• [Annotated coordinate records]:
## BEGIN

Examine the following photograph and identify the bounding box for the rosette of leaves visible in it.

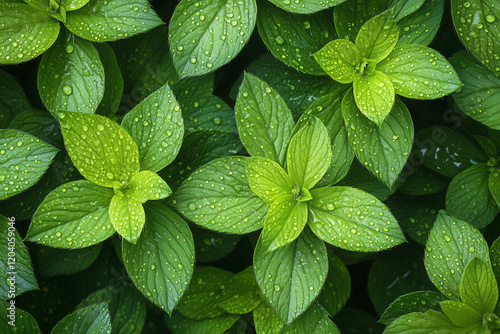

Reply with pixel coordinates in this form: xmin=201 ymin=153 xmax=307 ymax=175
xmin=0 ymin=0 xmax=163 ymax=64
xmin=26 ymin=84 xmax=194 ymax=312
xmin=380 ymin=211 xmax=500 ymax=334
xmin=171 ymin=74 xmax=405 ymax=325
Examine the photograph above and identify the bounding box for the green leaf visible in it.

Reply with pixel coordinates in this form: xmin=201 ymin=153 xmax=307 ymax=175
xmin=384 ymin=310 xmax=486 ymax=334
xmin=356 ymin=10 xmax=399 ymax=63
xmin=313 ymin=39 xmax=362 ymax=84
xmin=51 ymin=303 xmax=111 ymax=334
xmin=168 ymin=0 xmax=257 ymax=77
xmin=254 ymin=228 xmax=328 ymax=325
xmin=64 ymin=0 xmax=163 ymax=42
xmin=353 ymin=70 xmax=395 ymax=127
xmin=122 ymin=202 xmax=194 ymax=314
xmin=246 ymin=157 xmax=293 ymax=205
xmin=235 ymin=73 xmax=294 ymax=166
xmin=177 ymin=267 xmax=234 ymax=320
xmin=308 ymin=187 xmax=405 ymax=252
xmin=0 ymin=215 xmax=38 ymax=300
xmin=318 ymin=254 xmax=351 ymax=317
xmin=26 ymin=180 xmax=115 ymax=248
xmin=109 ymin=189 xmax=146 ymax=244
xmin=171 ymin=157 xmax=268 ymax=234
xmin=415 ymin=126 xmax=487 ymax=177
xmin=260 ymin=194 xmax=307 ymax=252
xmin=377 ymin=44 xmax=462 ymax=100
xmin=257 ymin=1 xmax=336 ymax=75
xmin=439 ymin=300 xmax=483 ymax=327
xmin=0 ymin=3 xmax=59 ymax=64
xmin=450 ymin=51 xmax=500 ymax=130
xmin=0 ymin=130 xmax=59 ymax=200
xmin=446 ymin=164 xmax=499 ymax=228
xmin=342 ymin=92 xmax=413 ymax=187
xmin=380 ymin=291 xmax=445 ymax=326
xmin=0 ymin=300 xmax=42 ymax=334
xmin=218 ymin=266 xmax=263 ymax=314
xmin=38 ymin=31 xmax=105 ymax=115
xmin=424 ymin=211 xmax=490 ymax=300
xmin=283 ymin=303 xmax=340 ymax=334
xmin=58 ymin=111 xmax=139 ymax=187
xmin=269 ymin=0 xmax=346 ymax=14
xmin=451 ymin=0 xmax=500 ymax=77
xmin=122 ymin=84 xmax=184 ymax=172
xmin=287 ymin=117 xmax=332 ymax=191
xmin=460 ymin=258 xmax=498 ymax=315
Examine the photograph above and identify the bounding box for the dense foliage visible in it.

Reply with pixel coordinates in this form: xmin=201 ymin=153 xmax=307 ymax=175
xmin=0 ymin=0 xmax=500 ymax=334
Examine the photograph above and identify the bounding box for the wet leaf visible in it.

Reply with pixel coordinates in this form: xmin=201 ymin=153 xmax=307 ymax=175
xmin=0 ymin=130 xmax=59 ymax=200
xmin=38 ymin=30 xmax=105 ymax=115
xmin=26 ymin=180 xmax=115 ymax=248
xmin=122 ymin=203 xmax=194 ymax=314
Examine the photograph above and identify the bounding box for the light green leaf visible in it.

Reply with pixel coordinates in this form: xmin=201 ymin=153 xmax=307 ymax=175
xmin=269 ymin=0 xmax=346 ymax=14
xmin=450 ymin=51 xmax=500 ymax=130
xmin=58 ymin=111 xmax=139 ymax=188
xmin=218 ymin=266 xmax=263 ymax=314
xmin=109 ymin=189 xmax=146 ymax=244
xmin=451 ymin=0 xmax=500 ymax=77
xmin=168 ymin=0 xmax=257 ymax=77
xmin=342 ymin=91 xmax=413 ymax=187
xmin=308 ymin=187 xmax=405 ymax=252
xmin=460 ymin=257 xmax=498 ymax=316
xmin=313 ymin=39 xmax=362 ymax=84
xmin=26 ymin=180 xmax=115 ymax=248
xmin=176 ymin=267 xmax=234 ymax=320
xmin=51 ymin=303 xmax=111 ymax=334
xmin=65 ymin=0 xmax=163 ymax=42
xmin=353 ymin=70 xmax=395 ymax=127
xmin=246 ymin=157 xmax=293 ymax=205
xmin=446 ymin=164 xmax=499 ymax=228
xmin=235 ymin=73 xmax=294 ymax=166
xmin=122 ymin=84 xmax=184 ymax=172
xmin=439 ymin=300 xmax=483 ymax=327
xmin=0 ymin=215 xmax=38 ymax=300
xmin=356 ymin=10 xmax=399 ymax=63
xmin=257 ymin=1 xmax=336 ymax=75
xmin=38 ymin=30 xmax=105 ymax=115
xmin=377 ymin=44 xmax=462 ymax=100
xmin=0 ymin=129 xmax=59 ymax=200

## END

• [Work required]:
Copy out word for word every line of the items from the one containing "foliage visible in it." through the end of the items, both ends included.

• [Result of this task]:
Examine the photograph above and identify the bounding box for the dense foliage visible in it.

Reply with pixel coordinates in this form: xmin=201 ymin=153 xmax=307 ymax=175
xmin=0 ymin=0 xmax=500 ymax=334
Examine the photograph above and identify the bounding box for the wet leaf visible in it.

Reply with pixel coordinates in this form: xmin=201 ymin=153 xmax=307 ymax=175
xmin=0 ymin=130 xmax=59 ymax=200
xmin=38 ymin=30 xmax=105 ymax=115
xmin=26 ymin=180 xmax=115 ymax=248
xmin=122 ymin=203 xmax=194 ymax=314
Examine the photograph above and identify the bounding box for the light green leaf visible in it.

Reply with pixel coordinates in this form: xmin=201 ymin=153 xmax=307 ymax=175
xmin=269 ymin=0 xmax=346 ymax=14
xmin=450 ymin=51 xmax=500 ymax=130
xmin=58 ymin=111 xmax=139 ymax=188
xmin=218 ymin=266 xmax=263 ymax=314
xmin=109 ymin=189 xmax=146 ymax=244
xmin=451 ymin=0 xmax=500 ymax=77
xmin=168 ymin=0 xmax=257 ymax=77
xmin=342 ymin=91 xmax=413 ymax=187
xmin=308 ymin=187 xmax=405 ymax=252
xmin=460 ymin=257 xmax=498 ymax=316
xmin=313 ymin=39 xmax=362 ymax=84
xmin=26 ymin=180 xmax=115 ymax=248
xmin=176 ymin=267 xmax=234 ymax=320
xmin=51 ymin=303 xmax=111 ymax=334
xmin=65 ymin=0 xmax=163 ymax=42
xmin=353 ymin=70 xmax=395 ymax=127
xmin=246 ymin=157 xmax=293 ymax=205
xmin=446 ymin=164 xmax=499 ymax=228
xmin=235 ymin=73 xmax=294 ymax=166
xmin=122 ymin=84 xmax=184 ymax=172
xmin=439 ymin=300 xmax=483 ymax=327
xmin=0 ymin=215 xmax=38 ymax=300
xmin=356 ymin=10 xmax=399 ymax=63
xmin=257 ymin=1 xmax=336 ymax=75
xmin=38 ymin=30 xmax=105 ymax=115
xmin=377 ymin=44 xmax=462 ymax=100
xmin=0 ymin=129 xmax=59 ymax=200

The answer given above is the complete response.